(Stored records)

# # # # #

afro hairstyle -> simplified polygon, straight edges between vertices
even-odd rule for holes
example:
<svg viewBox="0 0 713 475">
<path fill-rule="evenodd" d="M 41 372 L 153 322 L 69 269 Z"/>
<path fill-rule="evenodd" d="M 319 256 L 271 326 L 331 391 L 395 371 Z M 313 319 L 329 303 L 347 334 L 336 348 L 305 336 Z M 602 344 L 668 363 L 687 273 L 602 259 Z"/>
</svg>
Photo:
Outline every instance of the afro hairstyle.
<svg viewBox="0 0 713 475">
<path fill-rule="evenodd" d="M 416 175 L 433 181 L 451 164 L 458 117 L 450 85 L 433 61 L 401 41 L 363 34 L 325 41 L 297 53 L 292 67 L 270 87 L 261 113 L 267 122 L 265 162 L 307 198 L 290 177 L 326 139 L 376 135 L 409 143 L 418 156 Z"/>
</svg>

# # # # #

**Exercise directions**
Find every line in the records above that contains the string "afro" and copy each of those lines. Treat uppercase and lowercase as different.

**Response below**
afro hairstyle -> simplified polygon, straight edges between vertices
Outline every instance of the afro hairstyle.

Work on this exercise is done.